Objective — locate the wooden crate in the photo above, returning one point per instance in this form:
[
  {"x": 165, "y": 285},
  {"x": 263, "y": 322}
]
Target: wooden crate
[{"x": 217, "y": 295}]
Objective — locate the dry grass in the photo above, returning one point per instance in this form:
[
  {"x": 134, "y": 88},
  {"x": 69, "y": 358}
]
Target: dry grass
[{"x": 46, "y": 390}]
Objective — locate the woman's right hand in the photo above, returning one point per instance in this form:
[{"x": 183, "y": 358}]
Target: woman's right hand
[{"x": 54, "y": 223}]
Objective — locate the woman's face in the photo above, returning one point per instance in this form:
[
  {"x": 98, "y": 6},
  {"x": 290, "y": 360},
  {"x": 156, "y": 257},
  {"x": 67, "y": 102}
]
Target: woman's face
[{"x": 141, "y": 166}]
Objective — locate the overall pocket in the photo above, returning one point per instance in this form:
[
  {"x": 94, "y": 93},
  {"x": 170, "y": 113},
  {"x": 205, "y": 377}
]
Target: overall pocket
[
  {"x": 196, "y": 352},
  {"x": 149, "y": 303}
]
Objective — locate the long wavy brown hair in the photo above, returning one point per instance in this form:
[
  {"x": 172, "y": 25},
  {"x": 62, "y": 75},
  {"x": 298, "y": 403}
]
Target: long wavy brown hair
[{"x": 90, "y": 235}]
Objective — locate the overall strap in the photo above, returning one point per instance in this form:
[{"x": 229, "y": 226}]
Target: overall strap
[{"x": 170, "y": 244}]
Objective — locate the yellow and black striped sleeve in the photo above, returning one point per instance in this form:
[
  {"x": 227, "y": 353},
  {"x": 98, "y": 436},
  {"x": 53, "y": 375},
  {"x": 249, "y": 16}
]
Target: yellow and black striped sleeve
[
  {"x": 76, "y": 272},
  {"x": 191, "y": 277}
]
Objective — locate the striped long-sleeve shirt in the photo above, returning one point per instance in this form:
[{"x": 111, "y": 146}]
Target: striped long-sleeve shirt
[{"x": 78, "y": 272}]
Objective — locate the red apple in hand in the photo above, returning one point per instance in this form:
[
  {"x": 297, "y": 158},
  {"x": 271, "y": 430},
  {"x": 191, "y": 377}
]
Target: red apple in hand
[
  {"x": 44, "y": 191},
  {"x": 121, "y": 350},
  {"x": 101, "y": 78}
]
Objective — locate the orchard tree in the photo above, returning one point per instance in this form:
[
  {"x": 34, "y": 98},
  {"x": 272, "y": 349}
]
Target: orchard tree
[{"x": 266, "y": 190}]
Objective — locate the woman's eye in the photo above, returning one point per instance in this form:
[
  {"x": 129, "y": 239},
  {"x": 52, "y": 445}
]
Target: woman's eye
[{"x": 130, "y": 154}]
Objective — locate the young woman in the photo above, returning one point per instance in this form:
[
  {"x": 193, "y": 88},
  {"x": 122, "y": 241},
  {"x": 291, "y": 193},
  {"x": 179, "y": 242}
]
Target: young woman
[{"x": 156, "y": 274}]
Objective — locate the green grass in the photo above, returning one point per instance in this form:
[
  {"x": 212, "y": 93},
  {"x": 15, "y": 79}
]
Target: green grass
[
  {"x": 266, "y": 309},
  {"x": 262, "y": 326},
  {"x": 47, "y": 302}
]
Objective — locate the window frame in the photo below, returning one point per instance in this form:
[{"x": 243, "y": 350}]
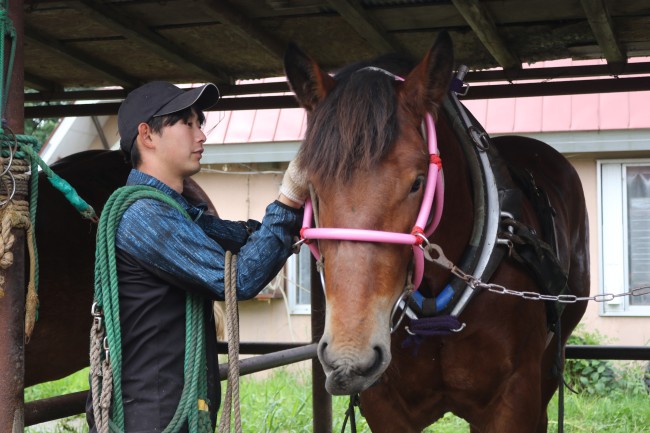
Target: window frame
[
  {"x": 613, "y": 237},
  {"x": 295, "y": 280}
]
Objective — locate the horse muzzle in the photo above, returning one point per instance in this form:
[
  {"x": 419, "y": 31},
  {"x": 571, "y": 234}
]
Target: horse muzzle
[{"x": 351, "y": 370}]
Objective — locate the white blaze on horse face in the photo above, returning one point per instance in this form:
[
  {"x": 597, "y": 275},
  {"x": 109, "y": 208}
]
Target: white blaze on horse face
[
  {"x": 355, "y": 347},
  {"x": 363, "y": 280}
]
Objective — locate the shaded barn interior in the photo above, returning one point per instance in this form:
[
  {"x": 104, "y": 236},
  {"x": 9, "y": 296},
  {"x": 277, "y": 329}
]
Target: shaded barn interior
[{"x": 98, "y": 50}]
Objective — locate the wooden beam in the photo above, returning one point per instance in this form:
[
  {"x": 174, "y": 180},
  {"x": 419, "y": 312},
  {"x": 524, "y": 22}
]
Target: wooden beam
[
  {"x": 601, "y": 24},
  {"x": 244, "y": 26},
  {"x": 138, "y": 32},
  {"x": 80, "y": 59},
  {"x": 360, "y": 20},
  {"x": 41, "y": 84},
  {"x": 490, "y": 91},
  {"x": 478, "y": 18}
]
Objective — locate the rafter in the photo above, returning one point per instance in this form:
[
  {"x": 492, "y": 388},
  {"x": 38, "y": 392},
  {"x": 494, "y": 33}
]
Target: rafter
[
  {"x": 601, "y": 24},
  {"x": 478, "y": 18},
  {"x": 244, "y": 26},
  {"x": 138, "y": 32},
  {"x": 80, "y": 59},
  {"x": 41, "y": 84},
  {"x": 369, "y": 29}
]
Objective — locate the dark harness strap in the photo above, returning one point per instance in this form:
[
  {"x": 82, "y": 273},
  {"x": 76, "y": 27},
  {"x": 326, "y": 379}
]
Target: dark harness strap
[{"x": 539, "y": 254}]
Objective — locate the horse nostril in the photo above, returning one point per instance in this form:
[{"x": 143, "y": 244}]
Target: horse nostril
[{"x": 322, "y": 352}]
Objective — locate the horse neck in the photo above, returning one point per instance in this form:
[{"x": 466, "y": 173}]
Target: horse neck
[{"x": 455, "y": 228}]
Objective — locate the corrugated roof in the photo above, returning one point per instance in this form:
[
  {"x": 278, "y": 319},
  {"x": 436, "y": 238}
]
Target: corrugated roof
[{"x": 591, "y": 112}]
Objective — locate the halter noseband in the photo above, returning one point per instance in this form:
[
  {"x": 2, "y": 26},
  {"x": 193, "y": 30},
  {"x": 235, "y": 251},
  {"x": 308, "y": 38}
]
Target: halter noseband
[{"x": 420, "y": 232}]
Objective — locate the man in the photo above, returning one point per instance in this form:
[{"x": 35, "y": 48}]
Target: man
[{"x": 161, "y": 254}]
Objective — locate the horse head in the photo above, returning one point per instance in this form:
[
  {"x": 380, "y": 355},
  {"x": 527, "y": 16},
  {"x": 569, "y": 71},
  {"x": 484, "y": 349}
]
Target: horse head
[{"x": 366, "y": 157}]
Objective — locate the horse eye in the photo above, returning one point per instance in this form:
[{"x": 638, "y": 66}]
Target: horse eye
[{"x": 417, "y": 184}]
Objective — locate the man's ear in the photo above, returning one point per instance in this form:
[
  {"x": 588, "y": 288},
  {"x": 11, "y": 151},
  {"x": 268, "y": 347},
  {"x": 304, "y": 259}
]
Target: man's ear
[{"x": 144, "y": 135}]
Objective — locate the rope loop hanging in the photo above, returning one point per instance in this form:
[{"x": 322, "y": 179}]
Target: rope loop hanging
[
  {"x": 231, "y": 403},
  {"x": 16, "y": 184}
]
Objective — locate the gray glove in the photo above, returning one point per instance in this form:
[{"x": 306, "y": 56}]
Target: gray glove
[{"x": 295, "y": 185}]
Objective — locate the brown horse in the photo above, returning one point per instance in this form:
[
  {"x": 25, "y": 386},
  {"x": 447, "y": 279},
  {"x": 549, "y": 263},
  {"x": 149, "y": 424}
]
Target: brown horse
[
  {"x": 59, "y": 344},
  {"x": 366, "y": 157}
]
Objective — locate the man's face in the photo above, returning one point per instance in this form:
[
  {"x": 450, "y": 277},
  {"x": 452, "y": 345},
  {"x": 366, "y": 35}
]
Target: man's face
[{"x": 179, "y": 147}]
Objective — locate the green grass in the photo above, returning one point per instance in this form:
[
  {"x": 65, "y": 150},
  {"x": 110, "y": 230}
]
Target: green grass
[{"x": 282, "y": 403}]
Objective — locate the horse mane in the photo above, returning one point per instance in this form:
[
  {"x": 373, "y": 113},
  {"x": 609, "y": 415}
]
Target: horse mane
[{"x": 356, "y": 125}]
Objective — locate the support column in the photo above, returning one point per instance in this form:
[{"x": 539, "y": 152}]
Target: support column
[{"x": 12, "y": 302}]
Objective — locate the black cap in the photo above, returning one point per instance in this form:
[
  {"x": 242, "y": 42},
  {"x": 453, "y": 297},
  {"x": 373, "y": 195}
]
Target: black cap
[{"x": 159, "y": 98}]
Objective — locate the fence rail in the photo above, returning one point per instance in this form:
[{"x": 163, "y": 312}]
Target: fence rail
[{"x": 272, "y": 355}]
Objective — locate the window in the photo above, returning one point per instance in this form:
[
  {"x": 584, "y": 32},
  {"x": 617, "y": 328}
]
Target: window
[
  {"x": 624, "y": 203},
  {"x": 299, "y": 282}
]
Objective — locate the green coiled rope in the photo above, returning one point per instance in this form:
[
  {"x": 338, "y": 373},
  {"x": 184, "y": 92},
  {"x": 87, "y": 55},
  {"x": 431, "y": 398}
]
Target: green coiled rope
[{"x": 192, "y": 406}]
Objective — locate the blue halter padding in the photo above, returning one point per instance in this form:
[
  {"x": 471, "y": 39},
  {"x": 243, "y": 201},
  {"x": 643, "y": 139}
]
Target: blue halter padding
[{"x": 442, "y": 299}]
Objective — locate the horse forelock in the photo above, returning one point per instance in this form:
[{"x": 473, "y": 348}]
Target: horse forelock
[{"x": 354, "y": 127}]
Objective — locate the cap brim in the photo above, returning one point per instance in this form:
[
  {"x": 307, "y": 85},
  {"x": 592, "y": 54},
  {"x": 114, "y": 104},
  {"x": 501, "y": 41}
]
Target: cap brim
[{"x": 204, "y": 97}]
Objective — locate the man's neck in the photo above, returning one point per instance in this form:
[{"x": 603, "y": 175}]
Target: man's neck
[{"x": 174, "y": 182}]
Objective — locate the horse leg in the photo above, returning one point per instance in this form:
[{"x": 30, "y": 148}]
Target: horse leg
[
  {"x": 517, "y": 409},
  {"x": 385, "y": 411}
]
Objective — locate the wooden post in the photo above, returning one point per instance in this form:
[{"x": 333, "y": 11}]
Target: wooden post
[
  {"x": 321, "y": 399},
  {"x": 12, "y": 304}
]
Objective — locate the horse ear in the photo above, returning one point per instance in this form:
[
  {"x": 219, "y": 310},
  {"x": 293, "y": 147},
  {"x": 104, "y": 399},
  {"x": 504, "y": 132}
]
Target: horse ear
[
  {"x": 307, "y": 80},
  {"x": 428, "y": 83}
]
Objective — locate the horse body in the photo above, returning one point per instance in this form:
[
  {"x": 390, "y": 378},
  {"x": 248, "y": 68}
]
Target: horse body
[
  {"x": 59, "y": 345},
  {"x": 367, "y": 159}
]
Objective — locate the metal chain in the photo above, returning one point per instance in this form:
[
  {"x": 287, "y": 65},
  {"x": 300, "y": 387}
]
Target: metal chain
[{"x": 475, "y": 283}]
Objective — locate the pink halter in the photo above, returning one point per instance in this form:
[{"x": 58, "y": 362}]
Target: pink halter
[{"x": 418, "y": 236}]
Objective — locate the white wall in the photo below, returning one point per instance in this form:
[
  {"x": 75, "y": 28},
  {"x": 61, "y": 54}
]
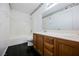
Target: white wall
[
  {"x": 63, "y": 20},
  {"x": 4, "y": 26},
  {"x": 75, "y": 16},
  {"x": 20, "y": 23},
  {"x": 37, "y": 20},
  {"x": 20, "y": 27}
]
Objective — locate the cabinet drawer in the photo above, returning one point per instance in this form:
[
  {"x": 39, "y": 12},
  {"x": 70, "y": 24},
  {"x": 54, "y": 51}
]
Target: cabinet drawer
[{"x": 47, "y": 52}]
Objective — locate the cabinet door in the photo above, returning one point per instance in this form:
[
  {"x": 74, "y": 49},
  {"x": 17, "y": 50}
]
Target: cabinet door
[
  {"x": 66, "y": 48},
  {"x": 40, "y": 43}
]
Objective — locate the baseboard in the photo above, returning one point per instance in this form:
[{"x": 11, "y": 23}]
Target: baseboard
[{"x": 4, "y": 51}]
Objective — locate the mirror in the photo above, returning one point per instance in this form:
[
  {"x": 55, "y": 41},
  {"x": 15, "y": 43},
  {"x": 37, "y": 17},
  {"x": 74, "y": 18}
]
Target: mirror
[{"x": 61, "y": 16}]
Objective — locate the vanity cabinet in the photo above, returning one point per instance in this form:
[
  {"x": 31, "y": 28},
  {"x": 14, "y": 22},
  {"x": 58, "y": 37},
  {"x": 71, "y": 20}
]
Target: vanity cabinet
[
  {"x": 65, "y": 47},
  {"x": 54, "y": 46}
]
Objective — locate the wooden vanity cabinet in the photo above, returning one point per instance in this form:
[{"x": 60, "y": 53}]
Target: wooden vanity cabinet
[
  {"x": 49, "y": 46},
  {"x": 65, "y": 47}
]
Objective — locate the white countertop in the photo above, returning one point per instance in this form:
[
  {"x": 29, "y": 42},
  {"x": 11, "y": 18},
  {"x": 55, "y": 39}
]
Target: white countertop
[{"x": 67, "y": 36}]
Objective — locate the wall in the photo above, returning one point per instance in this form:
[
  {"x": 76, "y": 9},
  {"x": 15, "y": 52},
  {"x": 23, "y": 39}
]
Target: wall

Set task
Copy exactly, and only, the lines from the one containing "Objective — locate the cabinet drawer" through the last line of the listing.

Result of this exercise
Objective — locate the cabinet drawer in the photo above, returning one point per instance in this form:
[
  {"x": 39, "y": 12},
  {"x": 70, "y": 24},
  {"x": 54, "y": 51}
]
Target: cabinet drawer
[{"x": 47, "y": 52}]
Objective — locate the cabinet door in the photo above, returning one point per instance in this form:
[
  {"x": 74, "y": 49},
  {"x": 17, "y": 50}
]
Target: cabinet door
[
  {"x": 66, "y": 48},
  {"x": 40, "y": 43}
]
Objective — locate the baseboard in the photo above, returning one point per instance in this form:
[{"x": 11, "y": 23}]
Target: baseboard
[{"x": 4, "y": 51}]
Objective — locate the mirror in the photo above, returning one point per instance in this form:
[
  {"x": 55, "y": 41},
  {"x": 15, "y": 43},
  {"x": 37, "y": 17},
  {"x": 74, "y": 18}
]
Target: mirror
[{"x": 61, "y": 16}]
Objective — locate the vanity cabinet in the photo above, returning one point per instance in this form:
[
  {"x": 31, "y": 28},
  {"x": 14, "y": 22},
  {"x": 58, "y": 37},
  {"x": 71, "y": 20}
]
Target: vanity cabinet
[
  {"x": 65, "y": 47},
  {"x": 54, "y": 46}
]
Objective — locate the wooden vanity cabinet in the photo above, returning one point per instance in this form:
[{"x": 60, "y": 53}]
Target: wooden vanity cabinet
[
  {"x": 49, "y": 46},
  {"x": 65, "y": 47}
]
Objective — locate the white countertop in the photo above, returning one point per instance in this form:
[
  {"x": 29, "y": 42},
  {"x": 11, "y": 18},
  {"x": 55, "y": 39}
]
Target: white countertop
[{"x": 67, "y": 36}]
Objective — locate the wall in the photo above, returning one point per instance in this form:
[
  {"x": 76, "y": 9},
  {"x": 15, "y": 52},
  {"x": 23, "y": 39}
]
Target: wall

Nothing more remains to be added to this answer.